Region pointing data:
· · · · · · ·

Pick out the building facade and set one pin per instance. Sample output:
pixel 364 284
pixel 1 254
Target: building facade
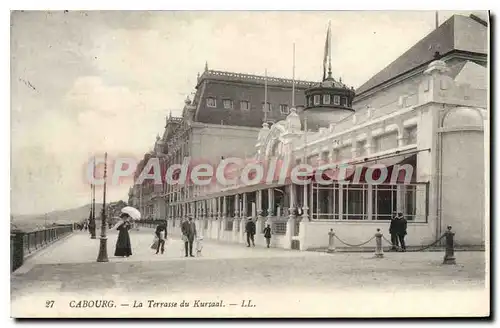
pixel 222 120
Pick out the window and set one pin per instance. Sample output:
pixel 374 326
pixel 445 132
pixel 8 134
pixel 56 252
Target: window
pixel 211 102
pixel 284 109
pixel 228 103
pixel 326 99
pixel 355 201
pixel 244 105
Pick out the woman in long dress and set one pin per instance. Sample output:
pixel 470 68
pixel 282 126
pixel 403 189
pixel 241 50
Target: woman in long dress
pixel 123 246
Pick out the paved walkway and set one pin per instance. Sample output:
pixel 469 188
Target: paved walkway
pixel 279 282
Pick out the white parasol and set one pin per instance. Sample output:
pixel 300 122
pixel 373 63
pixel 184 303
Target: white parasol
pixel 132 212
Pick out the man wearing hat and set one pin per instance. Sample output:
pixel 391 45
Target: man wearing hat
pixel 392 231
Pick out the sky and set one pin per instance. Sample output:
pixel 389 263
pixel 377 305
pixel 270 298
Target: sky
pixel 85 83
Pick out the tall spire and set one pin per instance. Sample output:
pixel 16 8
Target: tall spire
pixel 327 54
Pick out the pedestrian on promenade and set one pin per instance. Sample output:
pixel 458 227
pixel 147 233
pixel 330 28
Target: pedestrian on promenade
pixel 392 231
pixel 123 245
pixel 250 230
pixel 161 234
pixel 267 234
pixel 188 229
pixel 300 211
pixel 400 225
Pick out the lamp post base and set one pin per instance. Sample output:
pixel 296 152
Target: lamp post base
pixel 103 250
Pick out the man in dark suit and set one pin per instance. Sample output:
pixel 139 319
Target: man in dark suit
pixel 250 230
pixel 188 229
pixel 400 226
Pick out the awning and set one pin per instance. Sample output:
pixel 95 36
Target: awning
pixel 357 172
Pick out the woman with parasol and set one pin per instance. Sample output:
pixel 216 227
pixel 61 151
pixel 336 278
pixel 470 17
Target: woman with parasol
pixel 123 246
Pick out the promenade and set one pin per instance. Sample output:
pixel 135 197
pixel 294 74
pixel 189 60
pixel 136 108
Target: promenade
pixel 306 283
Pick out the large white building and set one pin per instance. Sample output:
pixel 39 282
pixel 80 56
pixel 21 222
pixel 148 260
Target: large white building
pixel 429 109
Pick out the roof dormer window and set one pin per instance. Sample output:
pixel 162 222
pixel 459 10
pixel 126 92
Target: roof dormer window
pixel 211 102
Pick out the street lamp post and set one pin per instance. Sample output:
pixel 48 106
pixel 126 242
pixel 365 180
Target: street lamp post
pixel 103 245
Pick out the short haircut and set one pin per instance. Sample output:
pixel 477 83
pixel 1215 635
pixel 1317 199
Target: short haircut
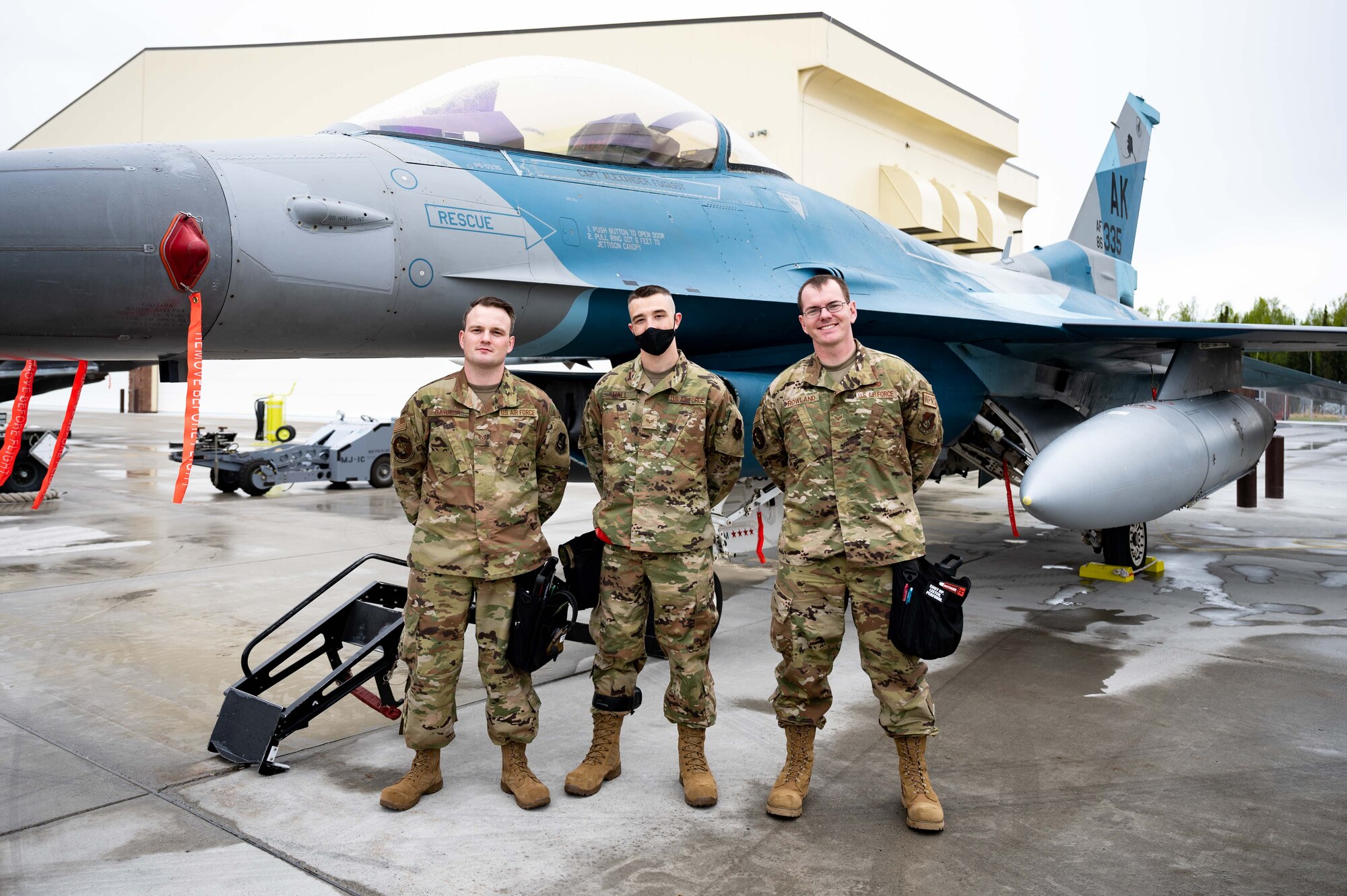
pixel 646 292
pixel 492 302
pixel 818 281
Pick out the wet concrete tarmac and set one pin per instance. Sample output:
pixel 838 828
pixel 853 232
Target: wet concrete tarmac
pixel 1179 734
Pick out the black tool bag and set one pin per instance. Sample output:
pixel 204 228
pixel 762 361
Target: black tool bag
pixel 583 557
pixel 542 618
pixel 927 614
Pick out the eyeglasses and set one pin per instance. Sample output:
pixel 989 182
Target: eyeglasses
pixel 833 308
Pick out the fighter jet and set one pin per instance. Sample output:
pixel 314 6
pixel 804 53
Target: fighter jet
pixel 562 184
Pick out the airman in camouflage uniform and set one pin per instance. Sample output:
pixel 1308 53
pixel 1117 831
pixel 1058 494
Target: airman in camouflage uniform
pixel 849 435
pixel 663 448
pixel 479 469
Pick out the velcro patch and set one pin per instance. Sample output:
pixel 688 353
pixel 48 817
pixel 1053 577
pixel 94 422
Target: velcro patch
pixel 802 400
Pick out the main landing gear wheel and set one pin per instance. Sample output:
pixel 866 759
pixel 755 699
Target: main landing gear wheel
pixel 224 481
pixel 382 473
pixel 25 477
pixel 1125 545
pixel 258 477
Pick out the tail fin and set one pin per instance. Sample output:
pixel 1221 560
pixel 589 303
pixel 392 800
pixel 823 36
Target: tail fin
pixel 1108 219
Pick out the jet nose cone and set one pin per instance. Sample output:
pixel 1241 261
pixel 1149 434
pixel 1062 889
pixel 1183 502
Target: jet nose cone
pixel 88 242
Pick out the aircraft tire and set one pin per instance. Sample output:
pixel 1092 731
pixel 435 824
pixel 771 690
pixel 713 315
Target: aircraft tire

· · · · · · ·

### TASK DETAILS
A faithful copy is needed: reproduce all of the data above, leaving the pictures out.

### TASK ANSWER
Pick out the building facade and set one pin per instance. Sample output:
pixel 364 284
pixel 1 254
Target: building facade
pixel 222 120
Pick out the window and set one pin per instance. Sample output:
pixel 374 326
pixel 445 132
pixel 8 134
pixel 56 252
Target: window
pixel 211 102
pixel 284 109
pixel 228 103
pixel 326 99
pixel 355 201
pixel 244 105
Pick out the woman in long dress and set one pin per instance. Sample output:
pixel 470 68
pixel 282 126
pixel 403 189
pixel 241 50
Target: woman in long dress
pixel 123 246
Pick out the paved walkway and set one pin per instance. Sample output:
pixel 469 188
Target: paved walkway
pixel 279 282
Pick out the white parasol and set one pin per instance. Sample output:
pixel 300 122
pixel 373 63
pixel 184 303
Target: white parasol
pixel 132 212
Pick out the man wearing hat and set one pin per instance. Sample output:
pixel 391 45
Target: man wearing hat
pixel 392 231
Pick out the sky and set one pin per instance. Sample output:
pixel 389 263
pixel 377 305
pixel 270 298
Target: sky
pixel 85 83
Pick out the tall spire and set one pin per instance. Sample output:
pixel 16 8
Target: tall spire
pixel 327 54
Pick out the pedestrian on promenade and set one pin per instance. Sample output:
pixel 458 227
pixel 147 233
pixel 330 28
Target: pedestrian on promenade
pixel 392 231
pixel 123 245
pixel 250 230
pixel 161 234
pixel 267 234
pixel 188 229
pixel 300 211
pixel 400 225
Pick out the lamp post base and set one pin per instance. Sample output:
pixel 296 152
Target: lamp post base
pixel 103 250
Pick out the man in dark suit and set one pin per instance. Sample output:
pixel 139 319
Target: man in dark suit
pixel 250 230
pixel 188 229
pixel 400 226
Pick out the awning and set one pin per instance. Sample output:
pixel 95 36
Target: awning
pixel 357 172
Pick out the woman with parasol and set one pin per instance. Sample output:
pixel 216 227
pixel 61 151
pixel 336 278
pixel 470 17
Target: woman with parasol
pixel 123 246
Pick out the promenade and set one pin per instance. Sample output:
pixel 135 197
pixel 294 74
pixel 189 60
pixel 136 108
Target: promenade
pixel 306 283
Pick out the large white building and set one pin per instance. Sample output:
pixel 39 282
pixel 80 56
pixel 21 222
pixel 148 260
Target: large white building
pixel 429 109
Pick out the roof dormer window and set one pin per instance. Sample output:
pixel 162 222
pixel 459 10
pixel 126 92
Target: roof dormer window
pixel 211 102
Pick out the street lamp post and set one pin per instance. Sample output:
pixel 48 106
pixel 126 242
pixel 365 180
Target: street lamp post
pixel 103 245
Pick out the short haircut and set one pin per instance. Sample output:
pixel 477 83
pixel 1215 635
pixel 1317 199
Target: short haircut
pixel 646 292
pixel 492 302
pixel 818 281
Pick out the wet concrete tarmac and set one pin per instance. Sample output:
pixel 838 828
pixel 853 232
Target: wet concrete tarmac
pixel 1179 734
Pick out the black tool bag and set one pin per instance. Sample output:
pixel 204 228
pixel 762 361
Target: black tool bag
pixel 583 557
pixel 542 618
pixel 927 614
Pick out the eyeglasses and set one pin per instance. Sample output:
pixel 989 182
Target: eyeglasses
pixel 833 308
Pick out the fighter jet and set one pin per instance. Sample output:
pixel 314 6
pixel 804 53
Target: fighter jet
pixel 562 184
Pick out the airman in camouflage uniform and set one pin per instance. Sample output:
pixel 1308 53
pixel 1117 831
pixel 1058 494
Target: airman in camouflage uniform
pixel 849 435
pixel 663 448
pixel 479 469
Pick out the velcro patch and set one pin per instance. Sample output:
pixel 688 353
pixel 48 817
pixel 1053 577
pixel 94 422
Target: velcro patch
pixel 802 400
Pick out the main landing gear wheel and set one pin per instance. Sample output:
pixel 866 759
pixel 755 699
Target: main landing gear wheel
pixel 224 481
pixel 382 473
pixel 25 477
pixel 1125 545
pixel 258 477
Pick out the tail fin and set one pin per instance. Sample output:
pixel 1221 560
pixel 589 303
pixel 392 800
pixel 823 36
Target: tail fin
pixel 1108 219
Pick out the jet nose cone and set one pin per instance. Sample output:
pixel 1241 261
pixel 1149 434
pixel 1062 889
pixel 1183 502
Target: jet nose cone
pixel 88 242
Pick out the aircraft tire and set one pin per instance. Sample output:
pixel 1092 731
pixel 435 824
pixel 771 690
pixel 713 315
Target: aircraft tire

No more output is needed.